REQUIRED TASK ▸ Copy out every row below that contains the word "scene". Case counts.
───── RECORDS SHOWN
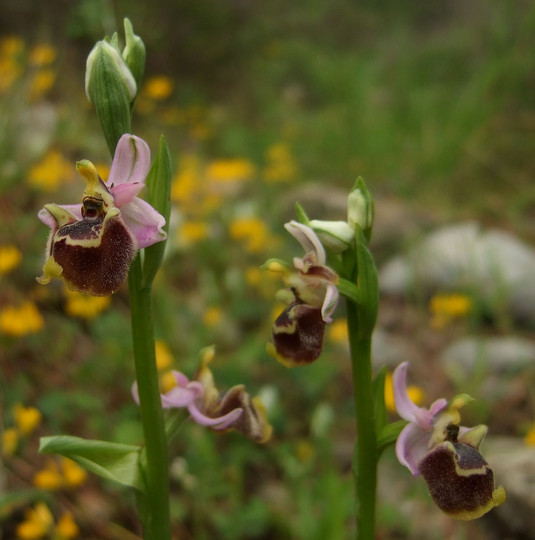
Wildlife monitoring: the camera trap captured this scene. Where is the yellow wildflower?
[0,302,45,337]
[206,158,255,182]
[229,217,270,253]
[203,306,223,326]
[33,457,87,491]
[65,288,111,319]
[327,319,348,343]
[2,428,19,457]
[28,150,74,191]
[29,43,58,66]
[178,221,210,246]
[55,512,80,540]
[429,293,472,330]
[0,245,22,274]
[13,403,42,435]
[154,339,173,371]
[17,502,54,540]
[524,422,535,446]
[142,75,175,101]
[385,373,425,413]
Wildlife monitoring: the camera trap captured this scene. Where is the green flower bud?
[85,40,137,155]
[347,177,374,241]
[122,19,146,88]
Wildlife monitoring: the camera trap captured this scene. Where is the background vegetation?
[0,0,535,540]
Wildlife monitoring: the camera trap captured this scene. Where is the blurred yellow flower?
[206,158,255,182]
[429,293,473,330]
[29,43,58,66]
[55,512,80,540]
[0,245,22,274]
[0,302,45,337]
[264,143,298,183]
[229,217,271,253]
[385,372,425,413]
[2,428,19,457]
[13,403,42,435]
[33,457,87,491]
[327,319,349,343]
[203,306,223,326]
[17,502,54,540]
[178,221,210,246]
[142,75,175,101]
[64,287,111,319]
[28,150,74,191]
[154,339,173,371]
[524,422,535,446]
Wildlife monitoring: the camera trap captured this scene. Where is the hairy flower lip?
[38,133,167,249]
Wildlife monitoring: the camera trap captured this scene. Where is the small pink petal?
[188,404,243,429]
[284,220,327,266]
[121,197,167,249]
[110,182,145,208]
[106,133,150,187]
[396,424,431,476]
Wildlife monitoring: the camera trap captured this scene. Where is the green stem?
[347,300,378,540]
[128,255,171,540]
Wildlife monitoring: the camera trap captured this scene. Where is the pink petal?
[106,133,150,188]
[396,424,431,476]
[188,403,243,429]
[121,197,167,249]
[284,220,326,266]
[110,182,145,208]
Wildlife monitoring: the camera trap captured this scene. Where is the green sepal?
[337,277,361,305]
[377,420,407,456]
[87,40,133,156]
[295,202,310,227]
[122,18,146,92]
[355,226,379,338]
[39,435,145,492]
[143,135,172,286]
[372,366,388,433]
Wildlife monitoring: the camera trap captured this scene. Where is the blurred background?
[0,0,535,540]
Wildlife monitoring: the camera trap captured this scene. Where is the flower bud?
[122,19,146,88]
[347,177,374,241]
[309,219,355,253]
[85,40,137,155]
──────────
RESULT FOR THIS TASK ▸
Wildlife monitoring: the camera trap captured this scene. Where is the yellow wildflower?
Wildlife monitoring: the camera trap captured this scene. Where is the green flower bud?
Wildlife monitoring: the camera trap captured this scene. Where is the background vegetation?
Wildlife monitoring: the camera trap captured this scene. Where is the blurred yellow flower?
Wildlife monitoring: the camera trap captured this scene. Where is the hairy flower lip?
Wildlife monitoring: the camera trap captured this scene. Where is the small pink petal?
Wildlife monitoring: the camera trap captured this scene. Where is the green stem?
Wildlife monitoring: the camera trap captured this scene. Where is the pink petal?
Wildlife monitoring: the camera trap captured this scene. Where is the green sepal?
Wildlife monitoring: the camera trap captured this scene. Where is the blurred background?
Wildlife monitoring: the camera trap captured this scene. Where is the flower bud?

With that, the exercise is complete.